実施する作業 -
A. ビジュアルリグレッションテストに関する文章では、見た目のリグレッションを検証するために何を比較するとされていますか。
B. ビジュアルリグレッションテストに関する文章を、最後の文の後から引き継いで書き進めてください。

文書の抜粋 -

____________

ビジュアルリグレッションテスト  CSSはUIコンポーネントに定義されたスタイルだけでなく、ブラウザに読み込まれたCSS全てから影響を受けます。ヘッドレスブラウザに描画された内容をキャプチャし、キャプチャ画像を比較することで見た目のリグレッションが発生していないかを検証します。表示されたUIコンポーネントの画像比較にとどまらず、ユーザー操作を与えたことにより変化したUIコンポーネントの画像比較も可能です。

ビジュアルリグレッションテスト具体例

  • ボタンの見た目に、リグレッションがない
  • メニューバーを開いた状態に、リグレッションがない
  • 表示された画面に、リグレッションがない
図5 ビジュアルリグレッションテスト
図5 ビジュアルリグレッションテスト

テスト戦略モデル

 これまでに説明してきたテストの種類は、図6のようにいくつかの層に分類して考えることができます。上層のテストは忠実性の高いテスト(本物に近いテスト)になることが期待できます。初見では、忠実性の高いテストをたくさん揃えたほうが、よりよいテスト戦略となるように思えます。しかし、上層のテストほどメンテナンスの工数が必要とされ、実行時間がかかります。

____________

[データセットのレコード]
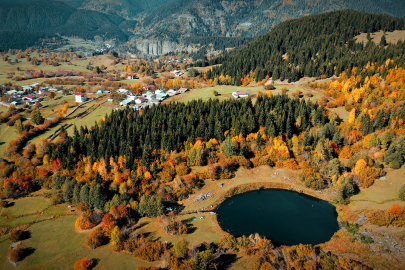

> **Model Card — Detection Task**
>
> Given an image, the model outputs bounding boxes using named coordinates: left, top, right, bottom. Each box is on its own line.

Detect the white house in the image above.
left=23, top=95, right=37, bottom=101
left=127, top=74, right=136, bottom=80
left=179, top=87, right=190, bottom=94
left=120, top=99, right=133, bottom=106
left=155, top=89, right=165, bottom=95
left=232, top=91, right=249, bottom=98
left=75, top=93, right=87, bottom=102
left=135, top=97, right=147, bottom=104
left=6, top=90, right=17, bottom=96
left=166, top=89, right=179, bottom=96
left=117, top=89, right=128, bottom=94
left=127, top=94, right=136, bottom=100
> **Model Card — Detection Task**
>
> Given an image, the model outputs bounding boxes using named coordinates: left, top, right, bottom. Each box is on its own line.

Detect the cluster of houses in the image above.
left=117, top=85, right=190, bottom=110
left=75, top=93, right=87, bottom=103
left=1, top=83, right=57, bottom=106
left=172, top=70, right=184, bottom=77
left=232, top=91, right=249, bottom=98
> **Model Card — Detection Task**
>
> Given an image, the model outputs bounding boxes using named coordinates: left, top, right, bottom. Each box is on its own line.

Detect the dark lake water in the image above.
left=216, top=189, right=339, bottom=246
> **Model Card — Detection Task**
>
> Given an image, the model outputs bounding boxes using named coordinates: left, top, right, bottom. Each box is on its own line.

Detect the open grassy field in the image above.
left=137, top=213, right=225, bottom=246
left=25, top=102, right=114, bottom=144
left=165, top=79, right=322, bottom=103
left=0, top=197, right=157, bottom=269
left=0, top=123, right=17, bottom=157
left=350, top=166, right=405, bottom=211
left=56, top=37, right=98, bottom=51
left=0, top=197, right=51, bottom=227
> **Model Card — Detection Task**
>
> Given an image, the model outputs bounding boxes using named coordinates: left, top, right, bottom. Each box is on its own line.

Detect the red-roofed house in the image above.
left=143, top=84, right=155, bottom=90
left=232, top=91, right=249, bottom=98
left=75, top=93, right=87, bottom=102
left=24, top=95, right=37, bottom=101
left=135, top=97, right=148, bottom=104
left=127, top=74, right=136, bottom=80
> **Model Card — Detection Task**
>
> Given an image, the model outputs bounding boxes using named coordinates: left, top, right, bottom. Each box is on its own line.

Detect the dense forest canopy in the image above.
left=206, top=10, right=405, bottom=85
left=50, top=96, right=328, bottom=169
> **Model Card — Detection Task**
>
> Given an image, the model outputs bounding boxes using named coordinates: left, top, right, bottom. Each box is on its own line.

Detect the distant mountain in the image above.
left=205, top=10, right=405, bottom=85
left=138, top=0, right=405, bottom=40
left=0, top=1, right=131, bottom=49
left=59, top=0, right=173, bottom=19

____________

出力一覧 -
A. ヘッドレスブラウザに描画された内容をキャプチャした画像を比較します。

B.
 上層のテストは、実行するにあたり本物に近いテスト環境を揃えます。具体的には、テスト用に用意したDBサーバーを起動してセットアップするといった工程が必要になります。ほかにも、テストを実行する度に、連携する外部システムのレスポンスを全て待つ必要があります。

 このテストに必要な「コスト」は開発に与える影響が大きく、開発者間で十分に検討する必要があります。総じて「コスト配分」をどのように設計して最適化を行うかが、テスト戦略最大の検討事項となります。この検討事項に対してどう取り組むべきかについて、先人が提案したテスト戦略モデルを紹介します。

図6 テストの範囲とコストの相関関係
図6 テストの範囲とコストの相関関係

アイスクリームコーン型、テストピラミッド型

 上層のテストが多く書かれた「アイスクリームコーン」は、戦略モデルのアンチパターンとして参照されるモデル図です。運用コストが高いだけでなく、稀に失敗する不安定なテストがより多くのコストを必要とします。

 もし全てのテストがパスするまでに何十分もかかってしまうと、日常的な開発フローに影響が出ます。自動テストによって開発体験が著しく低下するという、本末転倒の悪影響が生じてしまいます。この対策として実行頻度を落としてしまっては、自動テストの信頼性が疑わしくなります。

 「テストピラミッド」とは、Mike Cohn氏による2009年の著書『Succeeding with Agile』で紹介されたテスト戦略モデル図です。この戦略モデルでは「テストレベルごとにどれほどテストを書くべきか?」という観点が示されています。下層のテストを多く書くことで、より安定した費用対効果の高いテスト戦略になる、ということが提唱されています。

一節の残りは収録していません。